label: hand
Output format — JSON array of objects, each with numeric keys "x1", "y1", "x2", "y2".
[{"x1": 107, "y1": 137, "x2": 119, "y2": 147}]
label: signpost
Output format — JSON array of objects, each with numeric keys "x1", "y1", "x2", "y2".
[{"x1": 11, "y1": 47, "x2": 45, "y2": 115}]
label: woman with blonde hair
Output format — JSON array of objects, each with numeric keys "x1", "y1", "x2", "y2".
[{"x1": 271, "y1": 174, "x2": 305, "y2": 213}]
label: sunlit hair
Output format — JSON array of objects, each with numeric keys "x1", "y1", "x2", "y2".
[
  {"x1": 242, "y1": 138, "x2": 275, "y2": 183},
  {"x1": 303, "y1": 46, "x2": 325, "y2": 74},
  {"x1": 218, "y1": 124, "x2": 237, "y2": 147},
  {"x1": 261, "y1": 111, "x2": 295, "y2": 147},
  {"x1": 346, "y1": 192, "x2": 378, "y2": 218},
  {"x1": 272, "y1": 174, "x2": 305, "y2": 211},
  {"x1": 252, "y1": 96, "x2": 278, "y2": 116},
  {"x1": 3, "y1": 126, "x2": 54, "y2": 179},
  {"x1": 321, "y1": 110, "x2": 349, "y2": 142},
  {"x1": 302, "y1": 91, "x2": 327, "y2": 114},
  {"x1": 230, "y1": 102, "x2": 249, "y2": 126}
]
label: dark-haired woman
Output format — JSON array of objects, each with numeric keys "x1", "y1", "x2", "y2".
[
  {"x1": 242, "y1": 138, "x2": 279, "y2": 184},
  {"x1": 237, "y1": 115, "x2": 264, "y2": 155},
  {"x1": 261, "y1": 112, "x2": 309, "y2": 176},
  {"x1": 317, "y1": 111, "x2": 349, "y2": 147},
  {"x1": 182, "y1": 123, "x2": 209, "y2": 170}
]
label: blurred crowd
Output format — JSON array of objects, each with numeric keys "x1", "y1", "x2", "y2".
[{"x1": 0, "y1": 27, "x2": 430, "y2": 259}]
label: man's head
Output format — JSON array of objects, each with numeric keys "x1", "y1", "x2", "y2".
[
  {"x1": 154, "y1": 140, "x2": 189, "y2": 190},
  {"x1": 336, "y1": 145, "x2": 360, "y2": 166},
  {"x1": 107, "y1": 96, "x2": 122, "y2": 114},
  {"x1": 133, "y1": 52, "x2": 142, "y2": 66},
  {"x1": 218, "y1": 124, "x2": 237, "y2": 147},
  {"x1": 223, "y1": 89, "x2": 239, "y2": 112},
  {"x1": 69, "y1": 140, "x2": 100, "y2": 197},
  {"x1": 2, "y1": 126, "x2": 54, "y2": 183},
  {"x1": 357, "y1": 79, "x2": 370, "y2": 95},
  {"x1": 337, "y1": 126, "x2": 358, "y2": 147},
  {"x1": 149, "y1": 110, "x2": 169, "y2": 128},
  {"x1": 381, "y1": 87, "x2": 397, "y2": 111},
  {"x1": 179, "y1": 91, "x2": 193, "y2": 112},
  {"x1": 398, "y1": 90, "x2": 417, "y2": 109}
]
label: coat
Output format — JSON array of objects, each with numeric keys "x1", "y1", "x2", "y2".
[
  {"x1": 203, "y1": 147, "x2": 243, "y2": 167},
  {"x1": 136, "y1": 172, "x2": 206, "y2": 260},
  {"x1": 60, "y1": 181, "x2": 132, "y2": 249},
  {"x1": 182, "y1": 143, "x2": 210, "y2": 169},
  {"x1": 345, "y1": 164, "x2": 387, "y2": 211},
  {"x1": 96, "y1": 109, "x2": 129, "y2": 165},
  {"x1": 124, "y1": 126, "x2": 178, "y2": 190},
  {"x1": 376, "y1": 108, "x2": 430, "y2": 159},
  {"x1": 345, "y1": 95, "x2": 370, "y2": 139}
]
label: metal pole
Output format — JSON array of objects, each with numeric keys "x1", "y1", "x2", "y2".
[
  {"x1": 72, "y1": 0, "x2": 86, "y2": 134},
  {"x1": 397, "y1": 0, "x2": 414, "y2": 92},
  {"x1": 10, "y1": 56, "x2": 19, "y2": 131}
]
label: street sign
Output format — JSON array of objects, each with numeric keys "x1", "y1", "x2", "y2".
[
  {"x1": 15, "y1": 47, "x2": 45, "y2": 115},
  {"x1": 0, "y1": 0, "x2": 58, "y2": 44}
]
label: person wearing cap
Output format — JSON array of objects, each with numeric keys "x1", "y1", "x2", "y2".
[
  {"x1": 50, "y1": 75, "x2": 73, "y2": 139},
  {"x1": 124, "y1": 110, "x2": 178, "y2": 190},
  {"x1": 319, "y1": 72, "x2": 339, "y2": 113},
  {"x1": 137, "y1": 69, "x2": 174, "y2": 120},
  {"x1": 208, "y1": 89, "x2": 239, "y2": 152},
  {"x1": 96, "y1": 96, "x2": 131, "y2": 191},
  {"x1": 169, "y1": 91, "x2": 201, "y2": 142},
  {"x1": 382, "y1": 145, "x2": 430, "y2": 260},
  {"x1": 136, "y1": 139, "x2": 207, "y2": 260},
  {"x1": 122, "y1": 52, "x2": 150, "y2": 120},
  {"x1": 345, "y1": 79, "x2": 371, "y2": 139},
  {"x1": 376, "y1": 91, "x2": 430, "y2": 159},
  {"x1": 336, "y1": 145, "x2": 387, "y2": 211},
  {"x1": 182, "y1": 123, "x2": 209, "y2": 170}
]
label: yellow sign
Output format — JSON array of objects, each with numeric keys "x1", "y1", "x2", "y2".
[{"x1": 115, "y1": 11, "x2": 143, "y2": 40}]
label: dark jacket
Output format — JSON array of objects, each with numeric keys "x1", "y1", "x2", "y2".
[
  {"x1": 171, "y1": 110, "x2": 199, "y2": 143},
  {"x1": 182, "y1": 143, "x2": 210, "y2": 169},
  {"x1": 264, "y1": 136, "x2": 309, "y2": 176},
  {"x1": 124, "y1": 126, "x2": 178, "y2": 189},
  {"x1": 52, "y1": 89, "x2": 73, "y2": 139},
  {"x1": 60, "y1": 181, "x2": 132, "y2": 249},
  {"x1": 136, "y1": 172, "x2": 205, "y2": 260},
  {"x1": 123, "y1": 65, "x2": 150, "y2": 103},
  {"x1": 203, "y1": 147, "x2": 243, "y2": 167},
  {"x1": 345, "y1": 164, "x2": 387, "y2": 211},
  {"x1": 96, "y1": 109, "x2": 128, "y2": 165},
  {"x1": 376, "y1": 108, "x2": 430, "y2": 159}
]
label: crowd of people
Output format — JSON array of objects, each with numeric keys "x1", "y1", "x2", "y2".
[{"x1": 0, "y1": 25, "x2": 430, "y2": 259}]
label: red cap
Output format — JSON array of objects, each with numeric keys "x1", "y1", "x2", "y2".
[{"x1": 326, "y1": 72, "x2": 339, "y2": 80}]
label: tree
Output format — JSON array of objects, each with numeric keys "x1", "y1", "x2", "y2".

**Job**
Convert the stretch from the line containing "label: yellow sign" through the end of the records into a JSON list of strings, one string per line, leaving out blank lines.

**Solved exercise**
[
  "label: yellow sign",
  "Output format — JSON array of objects, each with numeric keys \"x1\", \"y1\", \"x2\", \"y2\".",
  "[{\"x1\": 115, \"y1\": 11, \"x2\": 143, \"y2\": 40}]",
  "label: dark jacket",
  "Output format — JSON array of objects, each with numeric keys \"x1\", \"y1\", \"x2\", \"y2\".",
  "[",
  "  {\"x1\": 171, \"y1\": 110, \"x2\": 199, \"y2\": 143},",
  "  {\"x1\": 182, \"y1\": 143, \"x2\": 210, \"y2\": 169},",
  "  {\"x1\": 264, \"y1\": 136, \"x2\": 309, \"y2\": 176},",
  "  {\"x1\": 124, \"y1\": 126, \"x2\": 178, \"y2\": 189},",
  "  {\"x1\": 52, \"y1\": 89, \"x2\": 73, \"y2\": 139},",
  "  {\"x1\": 60, \"y1\": 181, \"x2\": 132, \"y2\": 249},",
  "  {\"x1\": 136, \"y1\": 172, \"x2\": 205, \"y2\": 260},",
  "  {\"x1\": 123, \"y1\": 65, \"x2\": 150, \"y2\": 103},",
  "  {\"x1\": 203, \"y1\": 147, \"x2\": 243, \"y2\": 167},",
  "  {\"x1\": 345, \"y1\": 164, \"x2\": 387, \"y2\": 211},",
  "  {\"x1\": 96, \"y1\": 109, \"x2\": 128, \"y2\": 165},",
  "  {\"x1\": 376, \"y1\": 108, \"x2\": 430, \"y2\": 159}",
  "]",
  "label: crowd of people",
  "Output format — JSON array of objects, each with numeric keys \"x1\", \"y1\", \"x2\", \"y2\".",
  "[{\"x1\": 0, \"y1\": 25, \"x2\": 430, \"y2\": 259}]",
  "label: red cap",
  "Output format — JSON array of objects, each with numeric keys \"x1\", \"y1\", \"x2\", \"y2\".",
  "[{\"x1\": 326, \"y1\": 72, \"x2\": 339, \"y2\": 80}]",
  "label: tree",
  "Output format — JSON array of objects, each with numeric keys \"x1\", \"y1\", \"x2\", \"y2\"."
]